→ **WORK REQUIRED**:
Identify each line in the items below that contains the string "display" and copy those lines out in full. Case counts.

## start INPUT FOR THIS TASK

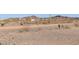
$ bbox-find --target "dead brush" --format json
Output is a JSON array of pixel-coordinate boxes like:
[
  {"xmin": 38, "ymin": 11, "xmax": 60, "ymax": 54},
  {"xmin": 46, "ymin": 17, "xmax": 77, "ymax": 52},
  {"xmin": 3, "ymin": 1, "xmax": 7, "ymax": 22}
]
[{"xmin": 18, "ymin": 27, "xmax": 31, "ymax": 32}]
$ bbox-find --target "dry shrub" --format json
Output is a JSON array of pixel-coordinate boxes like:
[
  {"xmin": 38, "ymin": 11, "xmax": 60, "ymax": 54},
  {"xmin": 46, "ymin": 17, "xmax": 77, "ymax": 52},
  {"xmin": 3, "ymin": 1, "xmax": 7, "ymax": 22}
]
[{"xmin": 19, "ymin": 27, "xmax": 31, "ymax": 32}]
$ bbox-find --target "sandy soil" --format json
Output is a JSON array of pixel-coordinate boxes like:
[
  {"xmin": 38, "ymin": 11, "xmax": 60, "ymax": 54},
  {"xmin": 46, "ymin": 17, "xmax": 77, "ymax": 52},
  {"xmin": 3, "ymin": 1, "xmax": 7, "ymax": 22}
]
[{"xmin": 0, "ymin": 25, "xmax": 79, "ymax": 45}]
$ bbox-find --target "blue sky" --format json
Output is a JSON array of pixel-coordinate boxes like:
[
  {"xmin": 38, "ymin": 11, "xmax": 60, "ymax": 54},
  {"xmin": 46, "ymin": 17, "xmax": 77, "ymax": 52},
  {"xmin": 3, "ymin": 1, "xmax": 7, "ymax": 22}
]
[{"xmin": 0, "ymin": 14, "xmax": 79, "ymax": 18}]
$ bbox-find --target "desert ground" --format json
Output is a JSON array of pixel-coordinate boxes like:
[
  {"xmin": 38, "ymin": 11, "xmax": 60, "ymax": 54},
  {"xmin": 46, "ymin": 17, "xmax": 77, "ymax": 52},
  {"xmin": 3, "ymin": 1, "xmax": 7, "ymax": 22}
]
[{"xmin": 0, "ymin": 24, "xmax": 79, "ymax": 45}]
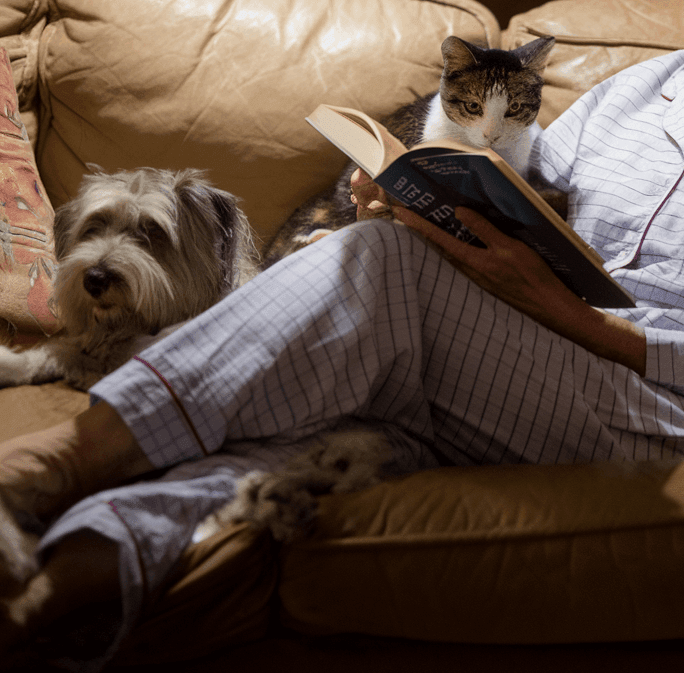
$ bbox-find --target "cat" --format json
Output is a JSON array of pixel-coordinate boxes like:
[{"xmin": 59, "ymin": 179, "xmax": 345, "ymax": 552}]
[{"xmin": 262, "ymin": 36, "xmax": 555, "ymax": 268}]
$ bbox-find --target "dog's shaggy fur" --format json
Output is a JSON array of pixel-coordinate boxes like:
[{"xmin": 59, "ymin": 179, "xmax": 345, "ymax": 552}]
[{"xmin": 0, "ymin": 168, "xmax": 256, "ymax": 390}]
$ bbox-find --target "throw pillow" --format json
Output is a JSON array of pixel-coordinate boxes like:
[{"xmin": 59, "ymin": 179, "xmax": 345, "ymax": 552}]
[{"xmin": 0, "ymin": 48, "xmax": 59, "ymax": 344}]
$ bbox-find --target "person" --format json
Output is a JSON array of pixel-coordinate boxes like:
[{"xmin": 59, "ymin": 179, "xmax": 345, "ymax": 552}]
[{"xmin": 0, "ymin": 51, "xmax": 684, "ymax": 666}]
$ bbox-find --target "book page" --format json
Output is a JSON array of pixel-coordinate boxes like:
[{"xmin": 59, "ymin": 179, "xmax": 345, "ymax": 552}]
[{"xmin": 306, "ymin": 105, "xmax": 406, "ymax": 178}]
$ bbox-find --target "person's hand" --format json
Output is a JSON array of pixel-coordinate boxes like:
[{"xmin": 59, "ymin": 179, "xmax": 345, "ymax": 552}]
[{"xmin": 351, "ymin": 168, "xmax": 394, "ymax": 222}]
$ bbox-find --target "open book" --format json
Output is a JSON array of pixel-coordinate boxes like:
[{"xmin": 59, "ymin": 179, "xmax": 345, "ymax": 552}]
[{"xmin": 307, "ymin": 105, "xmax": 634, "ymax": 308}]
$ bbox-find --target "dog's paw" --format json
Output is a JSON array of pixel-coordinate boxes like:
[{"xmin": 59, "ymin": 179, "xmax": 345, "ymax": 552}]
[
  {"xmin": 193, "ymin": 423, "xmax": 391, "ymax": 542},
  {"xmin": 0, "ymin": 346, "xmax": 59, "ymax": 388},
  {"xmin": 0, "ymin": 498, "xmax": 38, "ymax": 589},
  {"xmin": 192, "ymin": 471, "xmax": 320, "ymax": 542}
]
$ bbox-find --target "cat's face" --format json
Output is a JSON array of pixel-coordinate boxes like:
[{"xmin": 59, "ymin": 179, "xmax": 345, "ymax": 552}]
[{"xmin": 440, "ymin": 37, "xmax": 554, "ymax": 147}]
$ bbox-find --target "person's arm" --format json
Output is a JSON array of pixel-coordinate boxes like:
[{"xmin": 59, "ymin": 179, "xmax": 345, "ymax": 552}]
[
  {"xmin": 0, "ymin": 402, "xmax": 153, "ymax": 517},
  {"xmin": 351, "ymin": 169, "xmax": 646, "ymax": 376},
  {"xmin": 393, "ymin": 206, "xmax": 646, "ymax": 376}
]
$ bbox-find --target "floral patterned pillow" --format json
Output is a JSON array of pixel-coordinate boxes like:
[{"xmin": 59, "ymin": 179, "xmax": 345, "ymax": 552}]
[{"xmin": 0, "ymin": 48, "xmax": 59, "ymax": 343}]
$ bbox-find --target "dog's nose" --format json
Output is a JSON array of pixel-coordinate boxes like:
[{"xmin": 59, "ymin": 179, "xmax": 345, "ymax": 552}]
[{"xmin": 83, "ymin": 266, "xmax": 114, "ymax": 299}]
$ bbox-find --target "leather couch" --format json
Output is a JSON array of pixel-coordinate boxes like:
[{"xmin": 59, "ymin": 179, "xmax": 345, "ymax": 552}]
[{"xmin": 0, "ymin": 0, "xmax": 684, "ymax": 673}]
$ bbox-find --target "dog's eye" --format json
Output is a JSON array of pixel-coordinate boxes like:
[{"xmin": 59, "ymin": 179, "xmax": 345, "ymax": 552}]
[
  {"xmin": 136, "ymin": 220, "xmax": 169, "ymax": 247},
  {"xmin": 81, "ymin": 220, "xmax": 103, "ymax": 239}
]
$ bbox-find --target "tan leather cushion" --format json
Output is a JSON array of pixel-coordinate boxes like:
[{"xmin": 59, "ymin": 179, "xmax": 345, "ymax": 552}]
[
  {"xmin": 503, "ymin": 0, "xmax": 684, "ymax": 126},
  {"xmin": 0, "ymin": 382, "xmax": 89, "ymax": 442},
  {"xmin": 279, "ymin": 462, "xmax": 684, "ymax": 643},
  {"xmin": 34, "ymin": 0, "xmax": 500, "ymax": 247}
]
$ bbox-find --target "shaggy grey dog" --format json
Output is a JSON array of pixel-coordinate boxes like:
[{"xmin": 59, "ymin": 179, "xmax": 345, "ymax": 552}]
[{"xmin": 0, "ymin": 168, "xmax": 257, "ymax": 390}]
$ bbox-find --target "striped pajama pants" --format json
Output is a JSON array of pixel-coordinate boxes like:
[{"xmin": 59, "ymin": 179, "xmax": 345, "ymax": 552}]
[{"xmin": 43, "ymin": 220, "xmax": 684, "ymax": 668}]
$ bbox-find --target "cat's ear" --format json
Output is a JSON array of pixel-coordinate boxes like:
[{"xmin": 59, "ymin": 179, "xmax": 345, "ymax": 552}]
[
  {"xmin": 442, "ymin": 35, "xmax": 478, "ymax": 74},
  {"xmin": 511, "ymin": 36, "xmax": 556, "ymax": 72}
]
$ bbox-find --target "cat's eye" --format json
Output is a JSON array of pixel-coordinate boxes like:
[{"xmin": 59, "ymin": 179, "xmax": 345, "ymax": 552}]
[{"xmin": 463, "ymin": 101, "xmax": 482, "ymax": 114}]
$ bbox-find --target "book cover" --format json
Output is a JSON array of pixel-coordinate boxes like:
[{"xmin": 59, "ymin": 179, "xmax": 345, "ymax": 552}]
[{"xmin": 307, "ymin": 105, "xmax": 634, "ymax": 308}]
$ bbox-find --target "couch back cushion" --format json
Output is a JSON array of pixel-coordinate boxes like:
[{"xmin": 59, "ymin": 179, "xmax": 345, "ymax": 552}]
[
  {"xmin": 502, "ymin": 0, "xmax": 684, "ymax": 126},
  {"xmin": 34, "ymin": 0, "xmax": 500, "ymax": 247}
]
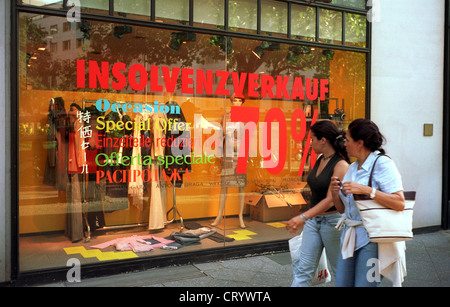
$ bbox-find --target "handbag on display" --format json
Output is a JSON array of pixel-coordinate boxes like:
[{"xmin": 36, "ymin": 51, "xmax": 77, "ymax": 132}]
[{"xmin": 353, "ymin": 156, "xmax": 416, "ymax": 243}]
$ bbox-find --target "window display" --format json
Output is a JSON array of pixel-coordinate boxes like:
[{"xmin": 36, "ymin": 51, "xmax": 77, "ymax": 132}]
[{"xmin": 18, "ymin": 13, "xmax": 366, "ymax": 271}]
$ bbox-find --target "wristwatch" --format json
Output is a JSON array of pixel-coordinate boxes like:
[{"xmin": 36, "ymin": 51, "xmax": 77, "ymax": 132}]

## end INPUT FOR THIS TASK

→ **THE RESPONSE**:
$ bbox-find --target "handbag on display" --format json
$ bbox-find --target "window display" --format json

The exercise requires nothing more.